= The exercise =
Set down exactly the lines from the one containing "of the foliage" through the last line of the records below, both included, and nothing else.
━━━━━━━━━━━━━━━━━━━━━━━━━━━━━━
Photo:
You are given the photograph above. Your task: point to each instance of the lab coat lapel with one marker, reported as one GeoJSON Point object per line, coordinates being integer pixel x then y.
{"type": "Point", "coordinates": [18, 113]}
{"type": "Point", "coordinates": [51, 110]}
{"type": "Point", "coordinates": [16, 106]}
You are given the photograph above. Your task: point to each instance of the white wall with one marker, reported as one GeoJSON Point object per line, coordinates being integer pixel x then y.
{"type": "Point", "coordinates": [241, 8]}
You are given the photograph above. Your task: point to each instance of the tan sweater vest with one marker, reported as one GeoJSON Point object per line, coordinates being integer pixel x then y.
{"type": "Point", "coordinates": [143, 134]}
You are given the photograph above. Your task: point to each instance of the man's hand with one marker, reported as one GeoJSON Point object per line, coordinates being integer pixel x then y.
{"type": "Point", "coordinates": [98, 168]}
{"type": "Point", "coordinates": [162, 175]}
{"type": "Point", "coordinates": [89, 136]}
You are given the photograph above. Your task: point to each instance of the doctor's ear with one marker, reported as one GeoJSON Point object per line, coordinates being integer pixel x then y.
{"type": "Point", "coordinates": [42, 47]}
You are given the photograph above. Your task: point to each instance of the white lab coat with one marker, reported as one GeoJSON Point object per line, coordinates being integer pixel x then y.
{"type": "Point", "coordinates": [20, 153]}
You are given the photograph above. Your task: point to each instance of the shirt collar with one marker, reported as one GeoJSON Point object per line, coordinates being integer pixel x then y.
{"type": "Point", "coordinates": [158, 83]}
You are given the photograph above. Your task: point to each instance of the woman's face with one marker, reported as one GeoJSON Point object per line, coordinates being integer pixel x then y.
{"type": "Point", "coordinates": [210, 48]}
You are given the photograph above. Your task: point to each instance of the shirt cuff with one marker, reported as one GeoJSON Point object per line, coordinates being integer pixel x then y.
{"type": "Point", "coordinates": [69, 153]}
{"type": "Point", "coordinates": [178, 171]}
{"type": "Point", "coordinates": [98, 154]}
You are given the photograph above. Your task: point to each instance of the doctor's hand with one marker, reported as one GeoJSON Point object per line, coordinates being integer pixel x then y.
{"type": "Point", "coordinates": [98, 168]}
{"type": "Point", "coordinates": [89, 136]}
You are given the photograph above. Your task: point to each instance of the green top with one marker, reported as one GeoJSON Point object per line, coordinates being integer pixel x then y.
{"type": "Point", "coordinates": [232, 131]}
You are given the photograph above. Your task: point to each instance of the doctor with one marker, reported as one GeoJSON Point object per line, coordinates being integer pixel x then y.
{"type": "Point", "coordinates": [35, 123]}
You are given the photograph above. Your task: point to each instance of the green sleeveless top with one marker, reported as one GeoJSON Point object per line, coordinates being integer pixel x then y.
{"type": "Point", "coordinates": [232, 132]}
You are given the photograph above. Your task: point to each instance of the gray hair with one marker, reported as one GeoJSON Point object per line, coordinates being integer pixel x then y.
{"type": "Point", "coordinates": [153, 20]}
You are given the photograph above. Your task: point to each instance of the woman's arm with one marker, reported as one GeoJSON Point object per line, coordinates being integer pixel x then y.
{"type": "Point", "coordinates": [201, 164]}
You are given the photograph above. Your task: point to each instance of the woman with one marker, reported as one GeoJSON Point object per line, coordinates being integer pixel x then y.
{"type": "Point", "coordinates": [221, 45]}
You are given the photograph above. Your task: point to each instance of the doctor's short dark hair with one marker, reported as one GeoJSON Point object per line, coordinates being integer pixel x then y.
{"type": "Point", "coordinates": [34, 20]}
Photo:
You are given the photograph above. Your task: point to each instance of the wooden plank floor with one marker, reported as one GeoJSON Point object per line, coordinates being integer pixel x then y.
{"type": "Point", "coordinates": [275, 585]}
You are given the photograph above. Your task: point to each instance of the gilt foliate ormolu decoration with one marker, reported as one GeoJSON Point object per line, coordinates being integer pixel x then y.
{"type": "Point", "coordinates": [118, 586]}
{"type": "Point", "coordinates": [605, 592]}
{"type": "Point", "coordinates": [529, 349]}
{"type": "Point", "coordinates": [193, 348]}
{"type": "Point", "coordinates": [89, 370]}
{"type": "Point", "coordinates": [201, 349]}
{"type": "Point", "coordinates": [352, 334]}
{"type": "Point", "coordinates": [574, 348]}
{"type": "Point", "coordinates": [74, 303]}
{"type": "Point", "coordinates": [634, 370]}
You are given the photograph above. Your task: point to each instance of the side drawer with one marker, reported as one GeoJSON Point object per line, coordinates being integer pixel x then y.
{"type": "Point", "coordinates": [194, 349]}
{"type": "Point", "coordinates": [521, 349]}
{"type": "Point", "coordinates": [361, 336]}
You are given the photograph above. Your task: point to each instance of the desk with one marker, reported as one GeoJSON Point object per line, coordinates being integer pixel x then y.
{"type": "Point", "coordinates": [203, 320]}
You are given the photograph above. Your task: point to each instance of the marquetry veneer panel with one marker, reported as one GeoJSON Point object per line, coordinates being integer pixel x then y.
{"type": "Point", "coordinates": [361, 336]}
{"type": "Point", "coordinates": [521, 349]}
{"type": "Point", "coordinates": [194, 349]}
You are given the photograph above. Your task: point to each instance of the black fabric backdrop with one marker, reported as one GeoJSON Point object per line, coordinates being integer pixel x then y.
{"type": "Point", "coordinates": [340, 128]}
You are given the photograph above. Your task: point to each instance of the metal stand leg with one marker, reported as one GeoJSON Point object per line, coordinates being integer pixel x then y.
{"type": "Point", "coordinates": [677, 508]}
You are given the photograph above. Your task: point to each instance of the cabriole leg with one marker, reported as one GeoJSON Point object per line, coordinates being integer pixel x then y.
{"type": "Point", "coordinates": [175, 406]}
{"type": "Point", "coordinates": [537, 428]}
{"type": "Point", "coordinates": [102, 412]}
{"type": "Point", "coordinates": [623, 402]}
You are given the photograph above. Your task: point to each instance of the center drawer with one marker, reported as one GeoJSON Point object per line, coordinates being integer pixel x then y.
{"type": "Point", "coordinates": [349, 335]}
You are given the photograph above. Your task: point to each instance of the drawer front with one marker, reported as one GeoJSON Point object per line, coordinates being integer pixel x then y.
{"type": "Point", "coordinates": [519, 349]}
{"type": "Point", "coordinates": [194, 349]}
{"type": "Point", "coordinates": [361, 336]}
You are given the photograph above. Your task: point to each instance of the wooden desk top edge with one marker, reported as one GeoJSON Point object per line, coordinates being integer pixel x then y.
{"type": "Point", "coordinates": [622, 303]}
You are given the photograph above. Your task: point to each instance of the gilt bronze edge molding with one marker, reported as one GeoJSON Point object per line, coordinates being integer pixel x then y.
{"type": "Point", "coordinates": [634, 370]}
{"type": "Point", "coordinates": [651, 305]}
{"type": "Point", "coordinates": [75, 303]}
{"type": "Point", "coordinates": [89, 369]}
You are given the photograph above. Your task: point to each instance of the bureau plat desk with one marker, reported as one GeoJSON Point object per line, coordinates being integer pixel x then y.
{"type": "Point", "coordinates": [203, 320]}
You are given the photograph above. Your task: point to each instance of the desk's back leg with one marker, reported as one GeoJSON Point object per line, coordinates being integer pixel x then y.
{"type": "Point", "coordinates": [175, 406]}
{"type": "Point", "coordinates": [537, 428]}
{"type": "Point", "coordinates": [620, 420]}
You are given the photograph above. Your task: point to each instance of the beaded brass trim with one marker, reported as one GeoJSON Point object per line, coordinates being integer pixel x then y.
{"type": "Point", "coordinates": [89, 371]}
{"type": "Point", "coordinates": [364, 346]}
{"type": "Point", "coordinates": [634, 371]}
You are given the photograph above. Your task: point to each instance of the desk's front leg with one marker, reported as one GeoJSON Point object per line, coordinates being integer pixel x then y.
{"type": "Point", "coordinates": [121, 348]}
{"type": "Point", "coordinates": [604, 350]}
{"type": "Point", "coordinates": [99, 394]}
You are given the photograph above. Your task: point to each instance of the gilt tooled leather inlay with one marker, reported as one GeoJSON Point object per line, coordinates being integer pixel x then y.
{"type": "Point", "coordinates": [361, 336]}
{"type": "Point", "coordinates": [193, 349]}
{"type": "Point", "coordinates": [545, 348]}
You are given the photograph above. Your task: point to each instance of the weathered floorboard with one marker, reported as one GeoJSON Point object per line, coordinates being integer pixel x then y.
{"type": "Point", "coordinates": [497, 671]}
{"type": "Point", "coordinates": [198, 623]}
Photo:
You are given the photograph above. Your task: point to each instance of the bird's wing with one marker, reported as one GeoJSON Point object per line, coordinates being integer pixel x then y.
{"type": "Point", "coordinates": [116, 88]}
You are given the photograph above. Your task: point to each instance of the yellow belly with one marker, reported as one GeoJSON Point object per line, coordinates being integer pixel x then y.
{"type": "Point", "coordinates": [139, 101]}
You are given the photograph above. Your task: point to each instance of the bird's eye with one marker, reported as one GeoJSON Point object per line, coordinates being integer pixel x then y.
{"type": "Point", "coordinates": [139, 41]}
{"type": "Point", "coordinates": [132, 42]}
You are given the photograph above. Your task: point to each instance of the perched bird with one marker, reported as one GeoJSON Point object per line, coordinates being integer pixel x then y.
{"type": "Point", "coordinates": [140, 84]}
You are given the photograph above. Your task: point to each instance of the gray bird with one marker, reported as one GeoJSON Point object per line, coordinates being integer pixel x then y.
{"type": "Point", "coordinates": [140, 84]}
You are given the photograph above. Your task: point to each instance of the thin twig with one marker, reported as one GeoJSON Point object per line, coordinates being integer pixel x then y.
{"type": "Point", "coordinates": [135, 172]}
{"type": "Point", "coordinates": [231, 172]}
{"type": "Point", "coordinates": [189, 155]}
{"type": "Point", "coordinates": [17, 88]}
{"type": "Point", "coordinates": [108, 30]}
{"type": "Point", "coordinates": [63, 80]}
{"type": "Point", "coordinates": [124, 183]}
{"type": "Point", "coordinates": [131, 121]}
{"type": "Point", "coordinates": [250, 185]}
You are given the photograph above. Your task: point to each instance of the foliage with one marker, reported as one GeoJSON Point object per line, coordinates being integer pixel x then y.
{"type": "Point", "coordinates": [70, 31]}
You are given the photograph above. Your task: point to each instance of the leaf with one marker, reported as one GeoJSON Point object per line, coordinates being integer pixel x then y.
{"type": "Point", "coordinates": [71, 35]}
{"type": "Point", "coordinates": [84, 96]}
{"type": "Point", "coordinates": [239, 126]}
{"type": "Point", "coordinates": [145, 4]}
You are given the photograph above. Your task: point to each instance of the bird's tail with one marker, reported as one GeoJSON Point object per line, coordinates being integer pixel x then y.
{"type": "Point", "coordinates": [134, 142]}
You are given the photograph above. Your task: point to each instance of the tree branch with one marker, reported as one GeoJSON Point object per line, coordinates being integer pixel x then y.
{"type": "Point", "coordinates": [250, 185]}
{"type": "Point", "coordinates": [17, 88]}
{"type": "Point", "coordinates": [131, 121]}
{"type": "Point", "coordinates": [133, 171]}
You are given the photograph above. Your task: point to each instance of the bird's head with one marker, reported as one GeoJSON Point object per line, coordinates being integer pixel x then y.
━━━━━━━━━━━━━━━━━━━━━━━━━━━━━━
= Problem solution =
You are given the photograph above. Your task: point to each instance of the foliage with one marker, reported as one GeoJSON Point object per line, coordinates being integer pixel x then y.
{"type": "Point", "coordinates": [70, 31]}
You are given the photograph above. Your task: point to each instance of the leaf with one marker, reported as one GeoJSON Point object per line, coordinates being integer pixel x then y.
{"type": "Point", "coordinates": [71, 35]}
{"type": "Point", "coordinates": [84, 96]}
{"type": "Point", "coordinates": [239, 126]}
{"type": "Point", "coordinates": [145, 4]}
You are given the photograph above. Your task: point to each instance of the bird's tail with one marker, reported as one GeoJSON Point object per line, coordinates being integer pixel x then y.
{"type": "Point", "coordinates": [134, 142]}
You are given the photograph above. Your task: point to each instance of the tree branch with one marker, reported as one GeoJSON Point object per line, coordinates being integer pixel x then y.
{"type": "Point", "coordinates": [250, 185]}
{"type": "Point", "coordinates": [17, 88]}
{"type": "Point", "coordinates": [131, 121]}
{"type": "Point", "coordinates": [133, 171]}
You are given the photograph above. Your task: point to each instance of the bird's head with one marker, reported as one GeoJSON Point object per line, coordinates being integer pixel x then y.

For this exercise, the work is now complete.